* **What this task involves**
Reproduce the data that follows character for character, but omit its pictures.

^^^^^^^^

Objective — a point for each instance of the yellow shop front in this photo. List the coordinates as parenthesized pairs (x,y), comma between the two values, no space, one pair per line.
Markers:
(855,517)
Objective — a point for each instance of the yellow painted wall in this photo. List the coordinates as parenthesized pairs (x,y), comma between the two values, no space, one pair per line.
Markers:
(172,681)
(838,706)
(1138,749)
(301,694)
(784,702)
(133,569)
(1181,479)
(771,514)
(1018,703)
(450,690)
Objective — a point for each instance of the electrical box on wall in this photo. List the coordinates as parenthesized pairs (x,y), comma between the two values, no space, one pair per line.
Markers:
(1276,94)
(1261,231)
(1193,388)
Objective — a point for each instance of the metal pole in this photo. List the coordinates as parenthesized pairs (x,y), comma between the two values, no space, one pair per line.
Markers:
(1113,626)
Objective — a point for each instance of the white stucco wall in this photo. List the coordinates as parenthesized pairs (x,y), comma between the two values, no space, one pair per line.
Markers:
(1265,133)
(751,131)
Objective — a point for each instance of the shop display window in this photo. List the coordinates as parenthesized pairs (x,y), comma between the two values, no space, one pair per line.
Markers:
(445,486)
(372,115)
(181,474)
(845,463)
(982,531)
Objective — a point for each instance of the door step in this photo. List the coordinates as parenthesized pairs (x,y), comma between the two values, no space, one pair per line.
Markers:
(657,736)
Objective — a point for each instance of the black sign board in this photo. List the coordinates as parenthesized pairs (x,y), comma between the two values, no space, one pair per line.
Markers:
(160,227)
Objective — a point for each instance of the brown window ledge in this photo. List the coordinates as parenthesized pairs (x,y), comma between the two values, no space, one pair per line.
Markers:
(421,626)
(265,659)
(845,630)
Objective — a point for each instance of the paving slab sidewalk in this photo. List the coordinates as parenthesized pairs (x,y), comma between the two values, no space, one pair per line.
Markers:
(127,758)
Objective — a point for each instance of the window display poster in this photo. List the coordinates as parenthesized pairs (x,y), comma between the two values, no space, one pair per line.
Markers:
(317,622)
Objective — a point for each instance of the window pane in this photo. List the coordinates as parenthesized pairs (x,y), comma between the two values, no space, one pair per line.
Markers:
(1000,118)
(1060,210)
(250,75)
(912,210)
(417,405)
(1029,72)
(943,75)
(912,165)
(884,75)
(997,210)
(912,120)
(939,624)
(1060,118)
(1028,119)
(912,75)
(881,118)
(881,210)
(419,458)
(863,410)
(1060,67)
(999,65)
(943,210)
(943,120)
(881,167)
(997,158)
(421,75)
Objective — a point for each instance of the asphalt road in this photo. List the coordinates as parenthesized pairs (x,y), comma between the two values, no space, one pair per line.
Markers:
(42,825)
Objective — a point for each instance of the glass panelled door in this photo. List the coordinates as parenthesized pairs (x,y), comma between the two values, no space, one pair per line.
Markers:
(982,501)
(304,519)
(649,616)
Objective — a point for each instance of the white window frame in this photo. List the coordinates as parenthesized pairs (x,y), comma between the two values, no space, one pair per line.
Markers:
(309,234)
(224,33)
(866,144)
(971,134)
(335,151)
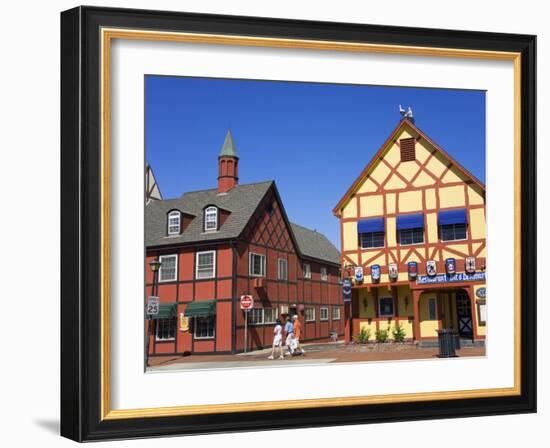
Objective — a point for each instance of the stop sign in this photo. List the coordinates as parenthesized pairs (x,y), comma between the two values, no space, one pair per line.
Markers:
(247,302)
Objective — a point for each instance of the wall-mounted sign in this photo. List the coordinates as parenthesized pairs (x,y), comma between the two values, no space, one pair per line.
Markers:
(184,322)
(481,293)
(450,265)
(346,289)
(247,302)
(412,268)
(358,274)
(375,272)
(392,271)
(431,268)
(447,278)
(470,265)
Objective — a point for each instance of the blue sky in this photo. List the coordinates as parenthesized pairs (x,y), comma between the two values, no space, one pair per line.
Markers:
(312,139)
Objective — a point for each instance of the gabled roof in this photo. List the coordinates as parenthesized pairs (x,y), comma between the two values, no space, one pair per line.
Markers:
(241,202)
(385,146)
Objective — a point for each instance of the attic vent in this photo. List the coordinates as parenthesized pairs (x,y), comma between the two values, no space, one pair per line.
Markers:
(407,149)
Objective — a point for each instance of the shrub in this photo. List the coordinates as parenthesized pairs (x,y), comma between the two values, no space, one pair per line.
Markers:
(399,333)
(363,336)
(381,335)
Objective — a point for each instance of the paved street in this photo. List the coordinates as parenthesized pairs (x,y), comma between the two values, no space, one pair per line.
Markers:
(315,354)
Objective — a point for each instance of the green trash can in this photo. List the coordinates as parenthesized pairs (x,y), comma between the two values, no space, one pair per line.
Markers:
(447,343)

^^^^^^^^

* **Answer for the task**
Objective — a point for each instance of the yellow shop front in this photo. List the coordinates as parenthesized pairs (x,y), comma between the two values, no space, one pair per line.
Markers:
(855,517)
Objective — a point for each instance of the yellow painted wall in this photo. List the coordinates as parenthesized pairs (x,y), comma between the two values, no space, one pair per line.
Markers:
(172,681)
(838,706)
(1138,749)
(301,694)
(784,702)
(133,569)
(1181,479)
(771,514)
(1018,703)
(450,690)
Objective — a point for each instance of the electrical box on wall in this photo. List the coordinates as parenthesized pairs (x,y), comma between the two values, no space, one pair per line.
Markers:
(1276,94)
(1261,231)
(1193,388)
Objective — a point for each instance of the metal pole in this photo. List the coordinates as parenthesized pairs (x,y), comma between the two values, no space, one pair per line.
Markers:
(1113,626)
Objective — a point for each instance of the white stucco wall in this photo. List the coordinates as parenthesized pairs (x,y), comma between the two values, no space, one pair per line.
Markers:
(1265,133)
(751,131)
Objective — a point for each instance of the shop display window in this photo. List the coordinates as parenthesized pairs (x,y), comma between the two values, no space, one pair per line.
Markers:
(445,486)
(372,115)
(181,474)
(845,463)
(982,531)
Objective — a point for each instance of the door step in this photo. List the coordinates as parenthesized pairs (x,y), comma between the two values, no space, one pair per line.
Markers:
(657,736)
Objective — a point for each instance of the black sign board in this photo. List the coordinates as parenthesized pairs (x,y), comma between the two values, no space, one pair per line.
Markers:
(160,227)
Objective — a point for each instance of the brown window ledge in this photo. List the coordinates as parenthesized pairs (x,y), comma between the two values, no space, one pair per line.
Markers:
(421,626)
(265,659)
(845,630)
Objective — a point for each instance of the paving slab sidewalk in this photo. List the coordinates as parenthesized pairs (x,y), comma between the two values, no space, one pair per line.
Markers:
(127,758)
Objective — a point for each instance of the window display poster in this photo. List the coordinates as parenthesized pairs (x,y), comma between the two values, no space, one pair per line.
Markers:
(317,622)
Objective — a point for each instance of the window pane in this photo. List the coordinates as parenthesized pairs (x,y), comma between the two values, no space, one pair per line.
Markers:
(1000,118)
(1060,210)
(250,75)
(912,210)
(417,405)
(1029,72)
(943,75)
(912,165)
(884,75)
(997,210)
(912,120)
(939,624)
(1060,118)
(1028,119)
(912,75)
(881,118)
(881,210)
(419,458)
(863,410)
(1060,67)
(999,65)
(943,210)
(943,120)
(881,167)
(997,158)
(421,75)
Objective — a point for each instance of the asphalt road in this photo. List the coordinates as parenthesized pairs (x,y), comma between the two values, no space, one pair per line.
Markers:
(42,825)
Objective — a point for each instance of the glass panelled door in this photo. List the coordinates as parenthesized pairs (x,y), comma between the two values, no space, one pair per line.
Markers:
(982,501)
(304,519)
(649,616)
Objective — a point for each instance of the white window frame in this photo. List the coordinates as parenthesized pairs (x,y), comma between the two values, no space, one pair per line.
Markers:
(309,234)
(224,33)
(866,144)
(971,134)
(335,151)
Objective — a point for each instance of the stop sign in this photo. List the coordinates as parenthesized pairs (x,y), comma between the two values, no space, one pair per line.
Markers:
(247,302)
Objective — a point for each instance of the wall-mounted sign in this photo. List the coordinates as parenthesized pairs (x,y), comma between the two values, no space, one pair per line.
Markers:
(184,322)
(481,293)
(450,265)
(346,289)
(247,302)
(412,268)
(358,274)
(375,272)
(392,271)
(431,268)
(447,278)
(470,265)
Objective — a point for each instance of the blue sky in this photo. List the coordinates as parenthesized pairs (x,y), comma between the two values, no space, one pair per line.
Markers:
(312,139)
Objective — a point for each instance of the gabled roof in this photo. List the coordinates as parenthesized pairs (x,y), comma between the two values, no space, one pair per line.
Markers:
(241,202)
(385,146)
Objective — a point for each instance of the attic vent in this photo. List the coordinates as parenthesized pairs (x,y), comma between the two values, no space, one pair per line.
Markers:
(407,149)
Objective — a point for each instance of the shrub in this photo. List the coordinates as parenthesized pairs (x,y), comma between the two values, no space, one pair per line.
Markers:
(399,333)
(363,336)
(381,335)
Objective — a point for each instance of the paved street in this photo. List the coordinates as parenthesized pairs (x,y), comma between the two values, no space, one pair per line.
Markers:
(315,354)
Objective — a point for each instance of the green trash can in this photo. List the coordinates as parenthesized pairs (x,y), comma between the two values, no space, one pair per line.
Markers:
(447,343)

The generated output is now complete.